WHAT YOU NEED TO DO — Write out precisely the lines beginning with the line that contains "Where can the lion foreleg" and ending with the last line of the entries, and no other lines.

..........

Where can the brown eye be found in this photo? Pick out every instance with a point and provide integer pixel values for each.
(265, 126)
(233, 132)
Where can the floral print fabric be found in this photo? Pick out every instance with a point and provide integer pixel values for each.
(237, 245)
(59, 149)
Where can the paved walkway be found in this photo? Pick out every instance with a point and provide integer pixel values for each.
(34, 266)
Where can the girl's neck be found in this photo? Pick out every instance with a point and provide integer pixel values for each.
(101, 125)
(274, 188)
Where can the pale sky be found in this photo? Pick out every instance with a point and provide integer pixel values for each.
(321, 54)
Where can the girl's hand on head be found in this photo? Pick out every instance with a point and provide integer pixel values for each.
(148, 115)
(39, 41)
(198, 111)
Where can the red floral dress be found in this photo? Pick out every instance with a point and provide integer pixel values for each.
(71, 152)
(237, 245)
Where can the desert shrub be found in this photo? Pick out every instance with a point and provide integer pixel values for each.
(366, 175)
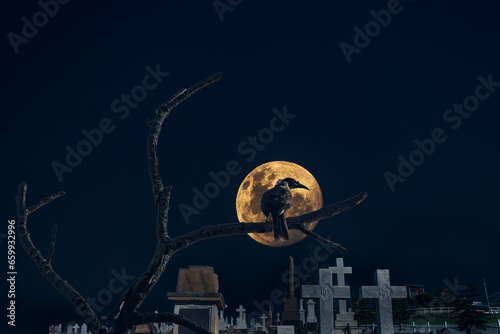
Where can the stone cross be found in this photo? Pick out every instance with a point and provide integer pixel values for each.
(252, 325)
(340, 271)
(241, 321)
(311, 312)
(263, 317)
(326, 293)
(240, 310)
(384, 293)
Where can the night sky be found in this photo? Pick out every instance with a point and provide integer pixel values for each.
(362, 106)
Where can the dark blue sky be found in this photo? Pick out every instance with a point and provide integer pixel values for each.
(353, 122)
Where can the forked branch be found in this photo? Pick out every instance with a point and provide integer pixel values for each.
(166, 246)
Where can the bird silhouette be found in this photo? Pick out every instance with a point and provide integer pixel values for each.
(275, 202)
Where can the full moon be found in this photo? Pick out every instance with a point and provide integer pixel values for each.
(265, 177)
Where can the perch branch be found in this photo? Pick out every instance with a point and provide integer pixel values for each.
(178, 319)
(294, 223)
(43, 265)
(52, 243)
(44, 201)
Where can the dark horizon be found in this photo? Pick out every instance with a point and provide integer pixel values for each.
(395, 98)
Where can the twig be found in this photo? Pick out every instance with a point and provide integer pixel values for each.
(321, 239)
(43, 265)
(52, 243)
(178, 319)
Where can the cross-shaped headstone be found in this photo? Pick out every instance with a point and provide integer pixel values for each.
(240, 310)
(340, 271)
(384, 293)
(311, 315)
(263, 317)
(326, 293)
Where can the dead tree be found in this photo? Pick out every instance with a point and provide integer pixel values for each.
(128, 316)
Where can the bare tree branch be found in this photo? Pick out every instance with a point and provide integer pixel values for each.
(52, 243)
(43, 265)
(294, 223)
(166, 247)
(44, 201)
(325, 241)
(144, 284)
(169, 317)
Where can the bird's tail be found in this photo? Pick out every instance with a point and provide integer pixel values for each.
(280, 228)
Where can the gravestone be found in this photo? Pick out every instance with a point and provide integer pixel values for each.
(222, 322)
(311, 312)
(345, 317)
(285, 329)
(326, 293)
(197, 298)
(253, 328)
(340, 271)
(302, 312)
(240, 321)
(383, 293)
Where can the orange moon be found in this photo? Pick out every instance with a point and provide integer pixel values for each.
(265, 177)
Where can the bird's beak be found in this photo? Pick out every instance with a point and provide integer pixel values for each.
(298, 185)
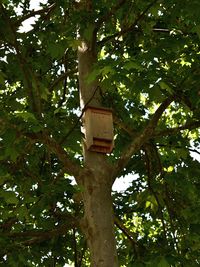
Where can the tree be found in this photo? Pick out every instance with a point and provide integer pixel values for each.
(139, 58)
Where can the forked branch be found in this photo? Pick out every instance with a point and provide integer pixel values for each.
(142, 138)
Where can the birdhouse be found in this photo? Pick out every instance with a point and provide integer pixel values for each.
(99, 136)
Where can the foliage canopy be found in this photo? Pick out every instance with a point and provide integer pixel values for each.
(148, 72)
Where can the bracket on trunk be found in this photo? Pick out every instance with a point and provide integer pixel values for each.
(99, 133)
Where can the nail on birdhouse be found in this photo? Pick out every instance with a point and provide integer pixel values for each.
(99, 134)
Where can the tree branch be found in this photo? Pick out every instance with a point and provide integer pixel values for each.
(60, 78)
(171, 131)
(124, 31)
(34, 13)
(146, 134)
(33, 237)
(109, 14)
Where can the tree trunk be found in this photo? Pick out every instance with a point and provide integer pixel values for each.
(98, 222)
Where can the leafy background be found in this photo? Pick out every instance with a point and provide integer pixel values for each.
(147, 51)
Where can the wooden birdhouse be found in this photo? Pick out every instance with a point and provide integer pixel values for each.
(99, 136)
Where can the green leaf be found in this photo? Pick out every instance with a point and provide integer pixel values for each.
(9, 196)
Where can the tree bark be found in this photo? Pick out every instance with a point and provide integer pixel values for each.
(98, 221)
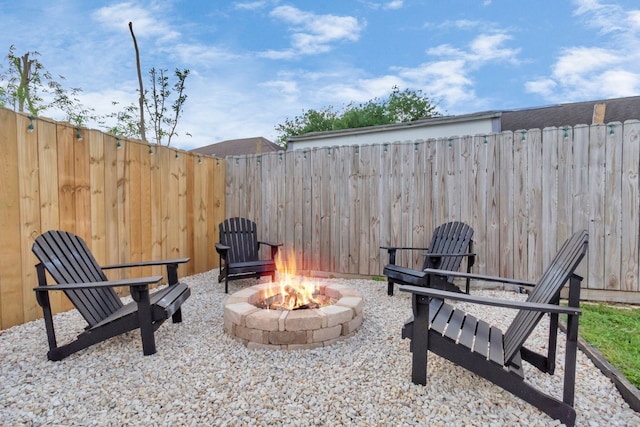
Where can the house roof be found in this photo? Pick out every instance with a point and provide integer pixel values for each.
(238, 147)
(572, 114)
(431, 121)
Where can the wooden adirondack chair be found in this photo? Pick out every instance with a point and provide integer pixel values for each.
(239, 252)
(68, 260)
(450, 244)
(488, 352)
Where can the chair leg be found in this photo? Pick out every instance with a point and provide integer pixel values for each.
(140, 294)
(420, 340)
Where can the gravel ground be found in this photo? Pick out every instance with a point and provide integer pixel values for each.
(200, 376)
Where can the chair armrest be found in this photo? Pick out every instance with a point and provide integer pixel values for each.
(436, 255)
(222, 249)
(478, 277)
(520, 305)
(273, 245)
(147, 263)
(394, 248)
(141, 281)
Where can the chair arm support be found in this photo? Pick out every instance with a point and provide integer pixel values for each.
(392, 251)
(274, 247)
(478, 277)
(147, 263)
(141, 281)
(520, 305)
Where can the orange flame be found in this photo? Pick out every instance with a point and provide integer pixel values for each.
(294, 291)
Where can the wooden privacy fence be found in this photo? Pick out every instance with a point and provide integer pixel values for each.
(130, 201)
(523, 193)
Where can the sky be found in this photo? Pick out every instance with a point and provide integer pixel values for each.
(255, 64)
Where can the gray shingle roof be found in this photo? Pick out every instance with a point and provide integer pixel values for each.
(577, 113)
(238, 147)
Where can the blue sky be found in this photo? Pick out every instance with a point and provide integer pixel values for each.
(256, 63)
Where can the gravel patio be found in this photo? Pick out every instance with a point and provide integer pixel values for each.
(200, 376)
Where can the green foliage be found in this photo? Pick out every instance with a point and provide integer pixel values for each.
(615, 332)
(25, 84)
(156, 102)
(399, 106)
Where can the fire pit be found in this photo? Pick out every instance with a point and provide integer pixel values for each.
(280, 315)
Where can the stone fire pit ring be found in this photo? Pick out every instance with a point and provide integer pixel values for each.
(259, 328)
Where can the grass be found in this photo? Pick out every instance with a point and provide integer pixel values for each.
(615, 333)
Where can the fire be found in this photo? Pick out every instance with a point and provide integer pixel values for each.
(293, 291)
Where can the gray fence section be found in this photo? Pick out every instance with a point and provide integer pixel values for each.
(523, 193)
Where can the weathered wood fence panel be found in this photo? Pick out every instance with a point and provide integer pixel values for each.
(128, 200)
(523, 193)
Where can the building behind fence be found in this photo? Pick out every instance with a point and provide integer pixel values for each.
(523, 193)
(130, 201)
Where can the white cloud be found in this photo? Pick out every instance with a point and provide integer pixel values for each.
(117, 16)
(601, 71)
(312, 33)
(251, 5)
(393, 5)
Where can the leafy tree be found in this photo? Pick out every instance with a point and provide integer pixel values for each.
(156, 103)
(26, 83)
(400, 106)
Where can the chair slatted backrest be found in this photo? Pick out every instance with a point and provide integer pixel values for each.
(241, 235)
(546, 291)
(68, 259)
(451, 237)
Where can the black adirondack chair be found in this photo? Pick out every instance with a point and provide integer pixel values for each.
(488, 352)
(68, 259)
(239, 252)
(450, 244)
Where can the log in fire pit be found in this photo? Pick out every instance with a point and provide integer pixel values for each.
(282, 315)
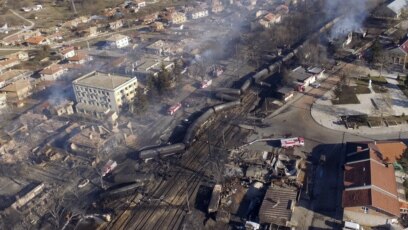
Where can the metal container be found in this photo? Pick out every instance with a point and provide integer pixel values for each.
(170, 149)
(229, 91)
(148, 154)
(246, 85)
(227, 105)
(226, 97)
(118, 191)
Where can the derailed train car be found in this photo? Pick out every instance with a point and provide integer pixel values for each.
(132, 178)
(120, 190)
(162, 151)
(232, 96)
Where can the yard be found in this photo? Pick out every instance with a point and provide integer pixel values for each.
(378, 83)
(346, 95)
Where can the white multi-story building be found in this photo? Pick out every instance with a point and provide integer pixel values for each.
(118, 40)
(99, 93)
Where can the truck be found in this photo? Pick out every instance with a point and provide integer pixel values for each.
(206, 83)
(173, 109)
(109, 166)
(292, 142)
(215, 199)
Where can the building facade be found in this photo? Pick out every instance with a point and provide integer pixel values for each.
(101, 93)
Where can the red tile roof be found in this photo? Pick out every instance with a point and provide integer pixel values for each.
(66, 50)
(391, 150)
(36, 40)
(370, 182)
(52, 69)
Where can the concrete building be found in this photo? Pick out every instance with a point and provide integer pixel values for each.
(370, 194)
(286, 93)
(67, 52)
(118, 41)
(18, 90)
(116, 25)
(302, 78)
(12, 60)
(11, 76)
(176, 18)
(398, 55)
(99, 93)
(63, 108)
(52, 72)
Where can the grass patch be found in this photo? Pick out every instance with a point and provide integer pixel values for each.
(347, 95)
(378, 84)
(355, 121)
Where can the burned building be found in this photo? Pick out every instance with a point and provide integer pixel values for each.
(278, 205)
(99, 93)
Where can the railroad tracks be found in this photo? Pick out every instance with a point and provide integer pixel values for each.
(170, 198)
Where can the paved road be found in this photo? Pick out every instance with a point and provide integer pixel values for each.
(32, 24)
(295, 118)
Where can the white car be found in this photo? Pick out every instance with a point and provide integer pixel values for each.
(315, 85)
(83, 183)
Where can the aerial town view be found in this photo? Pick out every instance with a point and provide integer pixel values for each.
(203, 114)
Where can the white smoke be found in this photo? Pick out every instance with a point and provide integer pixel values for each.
(354, 13)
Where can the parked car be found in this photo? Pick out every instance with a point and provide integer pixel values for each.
(82, 183)
(315, 85)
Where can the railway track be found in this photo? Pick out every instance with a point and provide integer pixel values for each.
(170, 211)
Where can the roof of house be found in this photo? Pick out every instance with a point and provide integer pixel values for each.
(10, 74)
(300, 74)
(52, 69)
(116, 37)
(398, 5)
(277, 204)
(368, 181)
(66, 50)
(35, 40)
(102, 80)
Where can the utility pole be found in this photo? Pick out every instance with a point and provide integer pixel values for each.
(73, 6)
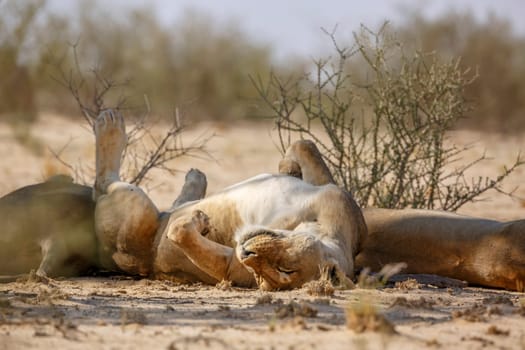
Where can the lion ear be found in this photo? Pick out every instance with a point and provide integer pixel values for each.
(330, 271)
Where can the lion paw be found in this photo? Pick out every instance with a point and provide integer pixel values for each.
(111, 140)
(200, 222)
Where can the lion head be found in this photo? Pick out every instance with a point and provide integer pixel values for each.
(281, 259)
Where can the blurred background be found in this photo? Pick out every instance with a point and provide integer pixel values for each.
(199, 55)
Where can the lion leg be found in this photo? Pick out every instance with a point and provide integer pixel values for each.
(303, 160)
(110, 134)
(218, 261)
(342, 223)
(194, 188)
(126, 219)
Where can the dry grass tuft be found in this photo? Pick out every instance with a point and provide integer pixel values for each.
(364, 317)
(408, 284)
(320, 288)
(421, 303)
(294, 309)
(493, 330)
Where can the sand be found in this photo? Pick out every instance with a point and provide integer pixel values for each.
(119, 312)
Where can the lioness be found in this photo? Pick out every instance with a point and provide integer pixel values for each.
(479, 251)
(286, 229)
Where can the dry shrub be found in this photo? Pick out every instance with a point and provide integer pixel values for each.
(383, 134)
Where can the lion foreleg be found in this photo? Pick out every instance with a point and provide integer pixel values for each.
(194, 188)
(110, 134)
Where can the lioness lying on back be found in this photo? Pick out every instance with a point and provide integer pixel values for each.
(479, 251)
(274, 231)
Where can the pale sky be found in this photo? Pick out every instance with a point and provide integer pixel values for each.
(293, 26)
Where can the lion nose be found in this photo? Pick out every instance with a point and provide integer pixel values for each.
(246, 253)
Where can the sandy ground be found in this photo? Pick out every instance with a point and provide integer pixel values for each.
(117, 312)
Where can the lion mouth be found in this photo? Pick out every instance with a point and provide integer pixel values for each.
(245, 253)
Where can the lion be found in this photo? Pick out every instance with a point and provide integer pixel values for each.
(480, 251)
(271, 231)
(48, 227)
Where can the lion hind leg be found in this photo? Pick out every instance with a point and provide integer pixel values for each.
(111, 139)
(194, 188)
(303, 159)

..........

THE RESPONSE —
Where can the lion foreleg be found in this photo? Pick out every instance with a point and provide integer pixel values for each.
(194, 188)
(110, 134)
Where can the lioness lying on back be found in this photo? Pick out every instance with a point and provide integer pixel values for each.
(479, 251)
(274, 231)
Where can the pale sky be found in this photo? Pick out every instance with a point and provide integer pixel values for each.
(293, 26)
Where can the lion nose be found in this photo? Pick out every instance with a point and provide integer pixel values for each.
(246, 253)
Where can the sandy ground be found in this photo? Pick out every instance with a point and provide integer pixel values for each.
(117, 312)
Where can the lion mouth be found in this photo? Pick out every instance with a point and provide integer pixel values for each.
(245, 253)
Where can the lion be found in this photo? Pick out every instance with a point and provide integer pixel values for each.
(480, 251)
(271, 231)
(48, 227)
Where can the lion hind leg be found in this photo? Pick out every instance with a point and provide integer pixel values for each.
(111, 139)
(194, 188)
(303, 159)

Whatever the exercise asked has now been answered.